• Instructions for the task:
Exactly transcribe the span of lines from the one containing "of the grey" through the final line of the entries, inclusive, and nothing outside it. Exclude the pictures.

++++ Data extract ++++

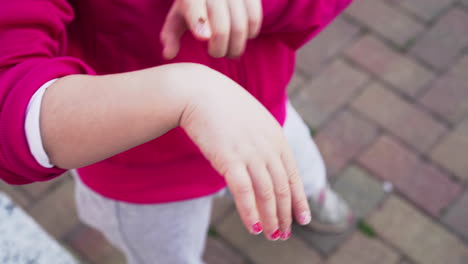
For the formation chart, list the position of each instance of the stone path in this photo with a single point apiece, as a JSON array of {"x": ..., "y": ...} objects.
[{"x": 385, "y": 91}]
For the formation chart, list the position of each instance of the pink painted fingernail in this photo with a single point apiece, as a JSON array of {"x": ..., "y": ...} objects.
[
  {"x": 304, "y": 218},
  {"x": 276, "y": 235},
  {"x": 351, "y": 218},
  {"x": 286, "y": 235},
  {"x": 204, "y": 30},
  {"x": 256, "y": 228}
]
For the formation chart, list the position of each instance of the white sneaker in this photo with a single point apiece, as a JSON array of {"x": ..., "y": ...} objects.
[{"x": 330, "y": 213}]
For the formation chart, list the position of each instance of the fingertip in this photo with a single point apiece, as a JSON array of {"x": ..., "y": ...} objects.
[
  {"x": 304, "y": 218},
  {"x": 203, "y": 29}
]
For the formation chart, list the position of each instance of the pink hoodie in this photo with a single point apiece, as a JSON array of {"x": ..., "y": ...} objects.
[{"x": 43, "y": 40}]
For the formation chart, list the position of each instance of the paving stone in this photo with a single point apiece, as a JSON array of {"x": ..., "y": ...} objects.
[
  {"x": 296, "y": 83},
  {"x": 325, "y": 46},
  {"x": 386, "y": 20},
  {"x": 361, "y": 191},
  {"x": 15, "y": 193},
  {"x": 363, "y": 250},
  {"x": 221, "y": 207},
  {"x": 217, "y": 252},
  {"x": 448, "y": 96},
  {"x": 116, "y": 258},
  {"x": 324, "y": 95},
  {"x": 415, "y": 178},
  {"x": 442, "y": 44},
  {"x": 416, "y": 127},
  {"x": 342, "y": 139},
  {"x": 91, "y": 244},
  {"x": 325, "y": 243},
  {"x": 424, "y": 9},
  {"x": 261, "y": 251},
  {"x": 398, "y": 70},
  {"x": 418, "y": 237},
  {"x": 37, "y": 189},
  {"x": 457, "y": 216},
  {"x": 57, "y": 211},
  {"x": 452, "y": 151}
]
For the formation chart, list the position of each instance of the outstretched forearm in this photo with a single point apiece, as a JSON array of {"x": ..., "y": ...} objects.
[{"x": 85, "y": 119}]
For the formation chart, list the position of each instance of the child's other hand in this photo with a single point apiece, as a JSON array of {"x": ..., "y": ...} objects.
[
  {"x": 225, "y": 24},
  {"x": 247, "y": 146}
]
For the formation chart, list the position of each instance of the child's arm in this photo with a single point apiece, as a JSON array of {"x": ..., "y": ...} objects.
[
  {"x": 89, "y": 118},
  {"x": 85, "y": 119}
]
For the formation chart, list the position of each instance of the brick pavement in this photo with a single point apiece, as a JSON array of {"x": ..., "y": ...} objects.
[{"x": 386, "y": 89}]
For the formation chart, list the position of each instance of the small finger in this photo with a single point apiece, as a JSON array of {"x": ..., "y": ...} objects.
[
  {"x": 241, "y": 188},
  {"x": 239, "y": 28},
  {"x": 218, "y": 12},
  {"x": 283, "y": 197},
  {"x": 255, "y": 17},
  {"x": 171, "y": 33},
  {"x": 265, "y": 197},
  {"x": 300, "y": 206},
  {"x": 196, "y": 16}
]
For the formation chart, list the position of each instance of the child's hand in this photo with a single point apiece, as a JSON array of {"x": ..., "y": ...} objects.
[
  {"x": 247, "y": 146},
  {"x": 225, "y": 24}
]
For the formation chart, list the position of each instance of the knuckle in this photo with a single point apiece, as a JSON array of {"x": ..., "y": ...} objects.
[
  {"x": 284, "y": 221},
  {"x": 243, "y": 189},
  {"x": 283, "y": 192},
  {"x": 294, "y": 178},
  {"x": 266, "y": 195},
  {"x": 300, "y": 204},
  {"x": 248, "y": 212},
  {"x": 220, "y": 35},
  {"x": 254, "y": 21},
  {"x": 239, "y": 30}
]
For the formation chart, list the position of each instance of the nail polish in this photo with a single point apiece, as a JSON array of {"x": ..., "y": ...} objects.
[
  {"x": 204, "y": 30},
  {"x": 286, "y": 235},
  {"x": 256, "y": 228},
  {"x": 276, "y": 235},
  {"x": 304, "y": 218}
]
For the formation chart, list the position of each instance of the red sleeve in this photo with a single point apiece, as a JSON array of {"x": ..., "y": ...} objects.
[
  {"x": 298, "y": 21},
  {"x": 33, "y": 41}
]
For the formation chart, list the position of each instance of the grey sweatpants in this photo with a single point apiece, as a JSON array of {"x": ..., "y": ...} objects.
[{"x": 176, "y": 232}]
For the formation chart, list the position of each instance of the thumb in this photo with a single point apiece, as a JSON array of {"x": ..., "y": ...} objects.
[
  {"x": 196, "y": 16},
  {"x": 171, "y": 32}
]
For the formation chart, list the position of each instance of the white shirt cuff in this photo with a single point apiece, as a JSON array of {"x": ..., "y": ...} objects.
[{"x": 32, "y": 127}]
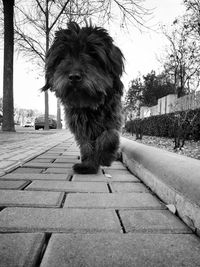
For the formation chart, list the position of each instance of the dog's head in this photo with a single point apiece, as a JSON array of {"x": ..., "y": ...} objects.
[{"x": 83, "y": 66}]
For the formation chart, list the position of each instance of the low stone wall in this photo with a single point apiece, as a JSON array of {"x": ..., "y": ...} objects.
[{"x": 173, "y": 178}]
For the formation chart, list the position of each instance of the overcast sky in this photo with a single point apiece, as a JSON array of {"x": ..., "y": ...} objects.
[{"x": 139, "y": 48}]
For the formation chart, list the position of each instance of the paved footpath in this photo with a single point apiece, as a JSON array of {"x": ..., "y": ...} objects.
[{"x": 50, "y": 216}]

++++

• Solved problem:
For the formation chart, list the position of each instance of the grey sweatpants in this photo with a single point apiece, as a JSON array of {"x": ..., "y": ...} objects.
[{"x": 176, "y": 232}]
For the formation chart, list the position of each instance of the thumb in this photo with a single point apiece, as a JSON array of {"x": ..., "y": ...} objects.
[
  {"x": 196, "y": 16},
  {"x": 171, "y": 32}
]
For the formation chart, list the position of each instance of the white shirt cuff in this photo with a single point apiece, as a JSON array of {"x": ..., "y": ...} objects.
[{"x": 32, "y": 127}]
For the formation chart, list the position of each instance of the dog's head in this photo with a single point apiece, as a JSON array of {"x": ..., "y": ...} objects.
[{"x": 83, "y": 66}]
For the formation chart, list the position of each instance of the low stone wall in this photo with a single point apiece, as a JSON array of {"x": ..., "y": ...} objects.
[{"x": 173, "y": 178}]
For the formation chart, list the position of each instance of the overcast sky in this photo with a single point apiece, as a JSON array of {"x": ..., "y": ...} objects.
[{"x": 139, "y": 48}]
For the formation chart, list the position of each instance of the paved footpath in this photo with a single point apiece, as a JSON array of {"x": ..., "y": ...} objects.
[{"x": 50, "y": 216}]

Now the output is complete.